◆ Written request ◆
Starting at the line that contains "One point goes on each instance of the hilltop", restate each line word for word through the final line of the data, keeping both ends.

◆ Information supplied ◆
>> begin
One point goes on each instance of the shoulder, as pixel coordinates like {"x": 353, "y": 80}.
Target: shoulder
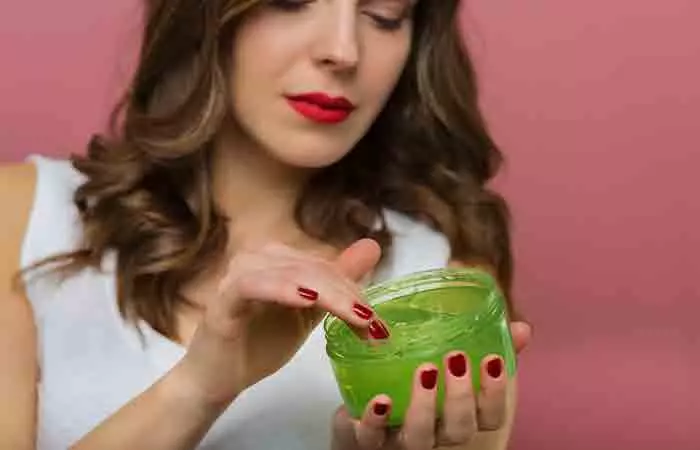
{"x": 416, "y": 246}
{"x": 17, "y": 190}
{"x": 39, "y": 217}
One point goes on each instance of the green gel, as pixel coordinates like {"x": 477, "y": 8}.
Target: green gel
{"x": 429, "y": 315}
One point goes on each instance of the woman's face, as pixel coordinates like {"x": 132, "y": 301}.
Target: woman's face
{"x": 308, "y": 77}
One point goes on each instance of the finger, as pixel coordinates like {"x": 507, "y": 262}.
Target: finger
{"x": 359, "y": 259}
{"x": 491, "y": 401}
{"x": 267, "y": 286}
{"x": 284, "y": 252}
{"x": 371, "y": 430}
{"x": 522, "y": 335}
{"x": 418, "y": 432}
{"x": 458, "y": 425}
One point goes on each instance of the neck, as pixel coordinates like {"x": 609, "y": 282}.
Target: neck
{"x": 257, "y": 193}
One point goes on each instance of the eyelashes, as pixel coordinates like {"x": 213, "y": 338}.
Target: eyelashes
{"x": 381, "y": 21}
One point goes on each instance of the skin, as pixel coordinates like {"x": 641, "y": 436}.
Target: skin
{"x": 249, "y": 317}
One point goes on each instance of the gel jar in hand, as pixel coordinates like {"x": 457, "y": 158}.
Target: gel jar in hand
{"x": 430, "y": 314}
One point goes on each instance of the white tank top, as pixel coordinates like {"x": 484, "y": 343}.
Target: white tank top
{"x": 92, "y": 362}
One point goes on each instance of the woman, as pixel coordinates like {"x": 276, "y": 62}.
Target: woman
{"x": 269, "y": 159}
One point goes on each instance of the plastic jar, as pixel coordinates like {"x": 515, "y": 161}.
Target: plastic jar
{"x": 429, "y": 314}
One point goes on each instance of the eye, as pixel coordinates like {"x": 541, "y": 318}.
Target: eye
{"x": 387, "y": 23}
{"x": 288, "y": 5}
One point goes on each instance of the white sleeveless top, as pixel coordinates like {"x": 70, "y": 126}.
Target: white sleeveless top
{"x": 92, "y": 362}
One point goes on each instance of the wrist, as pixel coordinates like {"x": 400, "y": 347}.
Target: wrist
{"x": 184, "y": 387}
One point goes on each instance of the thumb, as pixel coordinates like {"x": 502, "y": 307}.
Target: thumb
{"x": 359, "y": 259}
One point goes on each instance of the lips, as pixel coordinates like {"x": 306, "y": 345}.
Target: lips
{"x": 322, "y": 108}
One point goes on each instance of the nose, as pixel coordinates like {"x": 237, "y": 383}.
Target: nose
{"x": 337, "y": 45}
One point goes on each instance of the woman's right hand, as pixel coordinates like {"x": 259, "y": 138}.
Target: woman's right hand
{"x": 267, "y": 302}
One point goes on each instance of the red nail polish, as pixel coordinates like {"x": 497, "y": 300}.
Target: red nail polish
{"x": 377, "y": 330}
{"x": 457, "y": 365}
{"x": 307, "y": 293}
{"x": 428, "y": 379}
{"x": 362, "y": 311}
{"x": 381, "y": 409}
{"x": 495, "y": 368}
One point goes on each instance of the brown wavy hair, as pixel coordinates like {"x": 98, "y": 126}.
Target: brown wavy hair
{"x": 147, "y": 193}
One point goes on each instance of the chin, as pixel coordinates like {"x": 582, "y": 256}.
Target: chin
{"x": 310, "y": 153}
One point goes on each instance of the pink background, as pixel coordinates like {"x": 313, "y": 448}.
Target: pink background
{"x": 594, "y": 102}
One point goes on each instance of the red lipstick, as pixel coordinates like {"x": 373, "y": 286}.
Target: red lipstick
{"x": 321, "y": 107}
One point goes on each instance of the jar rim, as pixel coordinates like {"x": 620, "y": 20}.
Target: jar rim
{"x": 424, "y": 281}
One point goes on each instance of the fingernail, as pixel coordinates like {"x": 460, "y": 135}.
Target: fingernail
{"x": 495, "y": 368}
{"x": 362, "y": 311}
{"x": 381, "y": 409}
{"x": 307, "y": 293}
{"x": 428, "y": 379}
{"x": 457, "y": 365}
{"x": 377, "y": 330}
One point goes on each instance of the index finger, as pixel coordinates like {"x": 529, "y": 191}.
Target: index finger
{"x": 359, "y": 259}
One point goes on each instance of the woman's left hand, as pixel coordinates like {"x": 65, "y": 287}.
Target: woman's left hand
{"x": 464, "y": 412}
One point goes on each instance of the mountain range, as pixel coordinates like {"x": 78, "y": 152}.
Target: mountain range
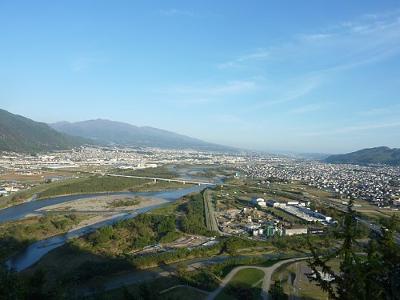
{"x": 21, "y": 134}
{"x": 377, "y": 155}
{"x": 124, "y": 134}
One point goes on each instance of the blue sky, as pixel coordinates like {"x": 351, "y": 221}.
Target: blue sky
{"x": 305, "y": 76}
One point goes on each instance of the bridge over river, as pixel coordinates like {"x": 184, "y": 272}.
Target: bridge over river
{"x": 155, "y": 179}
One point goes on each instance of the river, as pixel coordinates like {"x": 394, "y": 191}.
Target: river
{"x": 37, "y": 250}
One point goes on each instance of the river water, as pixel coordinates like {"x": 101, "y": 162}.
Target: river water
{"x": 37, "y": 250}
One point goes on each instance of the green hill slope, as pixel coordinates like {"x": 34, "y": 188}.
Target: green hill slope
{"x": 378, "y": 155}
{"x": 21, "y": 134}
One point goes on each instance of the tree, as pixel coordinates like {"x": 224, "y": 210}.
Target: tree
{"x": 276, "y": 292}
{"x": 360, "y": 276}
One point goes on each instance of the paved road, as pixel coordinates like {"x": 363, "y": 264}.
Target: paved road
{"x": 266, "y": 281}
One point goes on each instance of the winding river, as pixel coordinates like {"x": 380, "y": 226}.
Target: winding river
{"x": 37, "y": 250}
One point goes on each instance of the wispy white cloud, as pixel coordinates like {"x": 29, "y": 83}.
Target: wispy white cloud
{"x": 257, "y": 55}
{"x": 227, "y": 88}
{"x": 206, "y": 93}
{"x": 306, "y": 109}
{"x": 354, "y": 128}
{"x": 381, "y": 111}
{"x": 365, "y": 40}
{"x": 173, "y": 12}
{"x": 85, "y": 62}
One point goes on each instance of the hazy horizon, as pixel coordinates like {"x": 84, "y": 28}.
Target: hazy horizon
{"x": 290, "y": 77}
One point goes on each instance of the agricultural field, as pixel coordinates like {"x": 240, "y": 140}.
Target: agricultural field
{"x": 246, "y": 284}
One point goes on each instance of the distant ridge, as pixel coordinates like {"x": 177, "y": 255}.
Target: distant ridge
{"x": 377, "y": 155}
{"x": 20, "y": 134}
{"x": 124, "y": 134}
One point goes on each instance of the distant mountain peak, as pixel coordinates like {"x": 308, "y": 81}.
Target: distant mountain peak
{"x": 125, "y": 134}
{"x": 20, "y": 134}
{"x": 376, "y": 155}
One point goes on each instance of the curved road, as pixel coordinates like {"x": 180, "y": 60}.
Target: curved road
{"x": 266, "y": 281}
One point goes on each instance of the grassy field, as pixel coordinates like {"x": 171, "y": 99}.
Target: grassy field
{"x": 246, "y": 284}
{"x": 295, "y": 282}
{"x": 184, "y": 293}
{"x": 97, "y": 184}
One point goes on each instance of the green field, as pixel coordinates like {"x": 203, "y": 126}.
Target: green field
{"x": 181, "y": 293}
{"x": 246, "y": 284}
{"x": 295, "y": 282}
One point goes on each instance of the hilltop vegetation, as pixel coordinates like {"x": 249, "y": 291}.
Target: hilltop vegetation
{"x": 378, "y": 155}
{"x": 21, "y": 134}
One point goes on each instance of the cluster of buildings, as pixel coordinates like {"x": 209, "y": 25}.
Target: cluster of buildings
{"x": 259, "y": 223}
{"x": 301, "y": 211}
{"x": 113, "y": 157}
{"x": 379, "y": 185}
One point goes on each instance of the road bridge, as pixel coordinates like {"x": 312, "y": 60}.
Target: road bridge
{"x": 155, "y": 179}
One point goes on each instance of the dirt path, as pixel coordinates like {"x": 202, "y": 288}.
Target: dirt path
>> end
◆ The answer ◆
One point goes on each instance of the hilltop vegetation, as pixel coordinates like {"x": 249, "y": 291}.
Target: hilltop vegetation
{"x": 378, "y": 155}
{"x": 21, "y": 134}
One point goes on each instance of the cluster of buildings, as pixel coordinates like {"x": 209, "y": 25}.
Target: cluster of buildings
{"x": 259, "y": 223}
{"x": 301, "y": 211}
{"x": 113, "y": 157}
{"x": 379, "y": 185}
One point goes on each instance of the road bridge, as pixel coordinates like {"x": 312, "y": 60}.
Target: road bridge
{"x": 155, "y": 179}
One point goes on each instance of the dirt path, as pixel coordinates like {"x": 202, "y": 288}.
Target: dirt path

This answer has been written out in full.